--- begin Supplied material ---
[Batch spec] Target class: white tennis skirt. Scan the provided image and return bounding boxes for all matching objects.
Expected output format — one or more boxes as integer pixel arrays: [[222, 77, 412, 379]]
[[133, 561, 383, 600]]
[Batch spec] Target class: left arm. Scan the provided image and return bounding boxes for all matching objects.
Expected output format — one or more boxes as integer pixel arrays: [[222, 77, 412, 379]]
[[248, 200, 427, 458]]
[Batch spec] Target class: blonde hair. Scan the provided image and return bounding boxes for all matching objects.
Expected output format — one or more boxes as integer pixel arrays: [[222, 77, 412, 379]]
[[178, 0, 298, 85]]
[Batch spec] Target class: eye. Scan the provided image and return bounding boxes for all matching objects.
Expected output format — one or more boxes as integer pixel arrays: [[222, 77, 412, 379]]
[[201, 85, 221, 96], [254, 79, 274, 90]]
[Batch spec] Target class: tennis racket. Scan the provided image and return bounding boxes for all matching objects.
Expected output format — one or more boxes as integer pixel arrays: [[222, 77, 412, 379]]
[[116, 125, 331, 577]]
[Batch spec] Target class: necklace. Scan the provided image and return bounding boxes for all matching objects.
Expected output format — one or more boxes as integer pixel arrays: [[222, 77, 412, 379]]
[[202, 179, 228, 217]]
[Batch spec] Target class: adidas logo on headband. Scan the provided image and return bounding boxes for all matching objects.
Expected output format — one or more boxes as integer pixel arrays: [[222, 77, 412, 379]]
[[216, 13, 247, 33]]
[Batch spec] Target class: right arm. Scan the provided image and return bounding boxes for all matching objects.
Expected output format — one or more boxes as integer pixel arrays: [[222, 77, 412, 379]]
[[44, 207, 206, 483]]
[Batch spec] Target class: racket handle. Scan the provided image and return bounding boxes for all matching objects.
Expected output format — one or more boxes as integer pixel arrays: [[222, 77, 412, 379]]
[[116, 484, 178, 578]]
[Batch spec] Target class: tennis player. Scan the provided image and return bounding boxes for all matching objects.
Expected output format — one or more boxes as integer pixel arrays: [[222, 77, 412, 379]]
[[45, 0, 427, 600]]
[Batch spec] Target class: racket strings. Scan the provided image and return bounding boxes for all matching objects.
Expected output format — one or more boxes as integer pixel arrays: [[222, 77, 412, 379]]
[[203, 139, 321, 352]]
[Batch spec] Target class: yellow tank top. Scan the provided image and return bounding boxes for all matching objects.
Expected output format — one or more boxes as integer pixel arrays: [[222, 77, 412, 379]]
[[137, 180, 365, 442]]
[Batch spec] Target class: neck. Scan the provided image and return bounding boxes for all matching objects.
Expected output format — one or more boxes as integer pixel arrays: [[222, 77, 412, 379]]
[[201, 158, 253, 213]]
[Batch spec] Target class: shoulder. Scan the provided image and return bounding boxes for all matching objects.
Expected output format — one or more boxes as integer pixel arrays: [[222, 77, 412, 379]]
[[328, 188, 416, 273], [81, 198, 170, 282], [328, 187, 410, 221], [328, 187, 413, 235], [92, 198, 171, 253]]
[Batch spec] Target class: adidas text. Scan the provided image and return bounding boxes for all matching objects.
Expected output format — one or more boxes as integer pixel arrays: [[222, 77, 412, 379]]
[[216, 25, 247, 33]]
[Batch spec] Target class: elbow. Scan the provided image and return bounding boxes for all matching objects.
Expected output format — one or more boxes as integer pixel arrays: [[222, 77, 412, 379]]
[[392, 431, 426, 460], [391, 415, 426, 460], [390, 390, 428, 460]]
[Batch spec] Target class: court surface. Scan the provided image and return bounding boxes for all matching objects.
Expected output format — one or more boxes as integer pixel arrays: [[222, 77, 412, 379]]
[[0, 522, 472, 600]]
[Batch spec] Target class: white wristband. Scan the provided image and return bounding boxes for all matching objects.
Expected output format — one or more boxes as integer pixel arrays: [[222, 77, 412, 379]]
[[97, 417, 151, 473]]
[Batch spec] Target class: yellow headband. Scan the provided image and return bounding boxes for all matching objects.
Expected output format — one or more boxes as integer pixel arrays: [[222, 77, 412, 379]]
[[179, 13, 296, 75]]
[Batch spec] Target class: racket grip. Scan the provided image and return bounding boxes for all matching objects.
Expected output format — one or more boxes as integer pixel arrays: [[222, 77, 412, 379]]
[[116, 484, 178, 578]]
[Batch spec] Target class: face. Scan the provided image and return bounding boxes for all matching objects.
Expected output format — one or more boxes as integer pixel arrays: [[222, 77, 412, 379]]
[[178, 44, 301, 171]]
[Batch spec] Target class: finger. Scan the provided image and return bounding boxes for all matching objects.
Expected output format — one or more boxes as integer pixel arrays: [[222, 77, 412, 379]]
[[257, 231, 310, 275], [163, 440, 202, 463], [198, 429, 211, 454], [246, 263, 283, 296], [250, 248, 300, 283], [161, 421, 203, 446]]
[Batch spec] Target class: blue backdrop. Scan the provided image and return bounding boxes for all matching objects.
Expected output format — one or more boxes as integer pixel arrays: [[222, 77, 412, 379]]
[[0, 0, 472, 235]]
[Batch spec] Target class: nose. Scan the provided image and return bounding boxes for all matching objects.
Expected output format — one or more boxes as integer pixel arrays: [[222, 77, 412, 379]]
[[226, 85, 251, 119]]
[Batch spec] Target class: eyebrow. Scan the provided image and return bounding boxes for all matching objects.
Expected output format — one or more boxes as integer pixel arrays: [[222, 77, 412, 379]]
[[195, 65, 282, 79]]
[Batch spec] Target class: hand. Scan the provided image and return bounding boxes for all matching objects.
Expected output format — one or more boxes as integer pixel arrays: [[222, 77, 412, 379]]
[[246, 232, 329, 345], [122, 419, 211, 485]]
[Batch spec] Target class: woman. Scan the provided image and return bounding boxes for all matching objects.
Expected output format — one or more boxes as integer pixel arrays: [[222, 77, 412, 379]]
--- end Supplied material ---
# Task requirements
Output every line of the records above as a Markdown table with two columns, Row and Line, numbering the rows in order and skipping any blank lines.

# Exercise solution
| Row | Line |
|---|---|
| 1 | [Batch spec] Target class: white tennis skirt. Scan the provided image and return bounding boxes for all matching objects. |
| 2 | Expected output format — one or more boxes as integer pixel arrays: [[222, 77, 412, 379]] |
| 3 | [[133, 561, 383, 600]] |
| 4 | [Batch spec] Target class: left arm. Scan the provided image and return bounding boxes for all matching objects. |
| 5 | Expected output format — one or more boxes as integer pixel arrays: [[222, 77, 412, 379]] |
| 6 | [[248, 200, 427, 458]] |
| 7 | [Batch spec] Target class: blonde hair. Scan the provided image and return bounding boxes for all matching objects. |
| 8 | Expected output format — one or more boxes as integer pixel arrays: [[222, 77, 412, 379]] |
| 9 | [[178, 0, 298, 85]] |
| 10 | [Batch spec] Target class: eye. Scan the provided image and return bounding boxes for all matching objects. |
| 11 | Expected output format — one or more boxes as integer pixel arrays: [[222, 77, 412, 379]] |
| 12 | [[201, 85, 221, 96], [254, 79, 274, 90]] |
| 13 | [Batch spec] Target class: tennis racket. Scan the provided image and return bounding boxes for all matching objects. |
| 14 | Expected output format — one or more boxes as integer pixel arrays: [[222, 77, 412, 379]] |
| 15 | [[116, 125, 331, 577]] |
| 16 | [Batch spec] Target class: necklace. Scan the provided image and return bounding boxes for all matching objects. |
| 17 | Expected output format — one or more boxes as integer pixel arrays: [[222, 77, 412, 379]] |
| 18 | [[202, 179, 228, 217]] |
| 19 | [Batch spec] Target class: adidas logo on headband. Scan the provided image and return bounding boxes for all matching objects. |
| 20 | Expected output format — one or more boxes as integer pixel arrays: [[222, 77, 412, 379]] |
| 21 | [[216, 13, 247, 33]] |
| 22 | [Batch spec] Target class: right arm. Scan the provided image and return bounding boxes for all matching objects. |
| 23 | Expected output format — one or more boxes as integer pixel arrays: [[222, 77, 412, 379]] |
| 24 | [[44, 207, 206, 483]] |
| 25 | [Batch spec] Target class: racket handle. Scan the provided image and return bounding boxes for all matching objects. |
| 26 | Expected output format — one or more boxes as integer pixel arrays: [[222, 77, 412, 379]] |
| 27 | [[116, 484, 178, 578]] |
| 28 | [Batch spec] Target class: tennis player. Scan the provided image and return bounding boxes for all matching objects. |
| 29 | Expected output format — one or more boxes as integer pixel arrays: [[222, 77, 412, 379]] |
| 30 | [[45, 0, 427, 600]] |
| 31 | [Batch spec] Target class: racket strings. Scan the provided image and return bounding boxes for all matching objects. |
| 32 | Expected output format — one or more boxes as integer pixel arrays: [[222, 77, 412, 379]] |
| 33 | [[203, 139, 321, 352]] |
| 34 | [Batch spec] Target class: yellow tank top. Scan the provided image and return bounding boxes for all matching objects. |
| 35 | Expected output format — one or more boxes as integer pixel arrays: [[222, 77, 412, 379]] |
| 36 | [[137, 180, 365, 442]] |
| 37 | [Batch spec] Target class: neck. Scan the provided image and return bounding boxes for all matching objects. |
| 38 | Expected output format — one or more boxes as integer pixel arrays: [[222, 77, 412, 379]] |
| 39 | [[201, 158, 253, 213]] |
| 40 | [Batch spec] Target class: shoulder. Scan the provided image and return bounding boxes for all matching objects. |
| 41 | Expected output format — one or more boxes as integer pixel arrays: [[222, 77, 412, 379]] |
| 42 | [[328, 188, 416, 273], [81, 198, 170, 282], [328, 187, 410, 221], [328, 187, 413, 235], [92, 198, 171, 253]] |
| 43 | [Batch spec] Target class: adidas text. Scan the provided image and return bounding boxes for all matching objects. |
| 44 | Expected output format — one or more boxes as integer pixel arrays: [[222, 77, 412, 379]] |
| 45 | [[216, 25, 247, 33]] |
| 46 | [Batch spec] Target class: elbow. Scan the provided image and return bounding boxes for all matching objects. |
| 47 | Expected output format — one or more boxes as integer pixel arrays: [[222, 77, 412, 379]] |
| 48 | [[392, 431, 426, 460], [391, 415, 426, 460], [390, 390, 428, 460]] |
| 49 | [Batch spec] Target class: court surface. Scan the provided image and return bounding boxes for all matching objects. |
| 50 | Expected output format — one or more boxes as integer pixel arrays: [[222, 77, 412, 379]] |
| 51 | [[0, 522, 472, 600]] |
| 52 | [Batch spec] Target class: white wristband. Scan the provided image and return bounding boxes for all matching objects. |
| 53 | Expected output format — one or more boxes as integer pixel arrays: [[222, 77, 412, 379]] |
| 54 | [[97, 417, 151, 473]] |
| 55 | [Batch spec] Target class: yellow headband. Scan the provided image and return bounding boxes for all matching objects. |
| 56 | Expected output format — one or more boxes as integer pixel arrays: [[222, 77, 412, 379]] |
| 57 | [[179, 13, 296, 75]] |
| 58 | [Batch spec] Target class: racket grip. Scan the provided image and return bounding boxes for all matching objects. |
| 59 | Expected output format — one or more boxes as integer pixel arrays: [[222, 77, 412, 379]] |
| 60 | [[116, 484, 178, 578]] |
| 61 | [Batch spec] Target class: face. Scan the provided image and return bounding boxes for all matching objects. |
| 62 | Expected output format — one or more boxes as integer pixel arrays: [[222, 77, 412, 379]] |
| 63 | [[178, 44, 301, 171]] |
| 64 | [Batch spec] Target class: finger. Scan the provided image and return bounding boxes for all matching objects. |
| 65 | Expected output format — one or more boxes as integer pixel arrays: [[222, 77, 412, 379]] |
| 66 | [[257, 231, 310, 275], [163, 440, 202, 463], [198, 429, 211, 454], [246, 263, 283, 296], [250, 248, 300, 283], [161, 421, 203, 446]] |
| 67 | [Batch spec] Target class: blue backdrop. Scan the provided image and return bounding boxes for all matching objects. |
| 68 | Expected output format — one or more boxes as integer pixel arrays: [[222, 77, 412, 379]] |
| 69 | [[0, 0, 472, 235]] |
| 70 | [Batch spec] Target class: nose. Scan the provided image and return bounding boxes for all matching objects. |
| 71 | Expected output format — one or more boxes as integer pixel arrays: [[222, 77, 412, 379]] |
| 72 | [[226, 85, 251, 119]] |
| 73 | [Batch spec] Target class: eyebrow. Scan the provided image and return bounding boxes for all matching objects. |
| 74 | Expected output format — one or more boxes as integer pixel arrays: [[222, 77, 412, 379]] |
| 75 | [[195, 65, 282, 79]] |
| 76 | [Batch spec] Target class: hand. Scan the provided image and return bounding boxes for all matching objects. |
| 77 | Expected output format — one or more boxes as integer pixel arrays: [[222, 77, 412, 379]] |
| 78 | [[246, 232, 329, 345], [122, 419, 211, 485]] |
| 79 | [Batch spec] Target class: woman. Scan the provided image and return bounding boxes for all matching objects. |
| 80 | Expected output format — one or more boxes as integer pixel arrays: [[222, 77, 412, 379]] |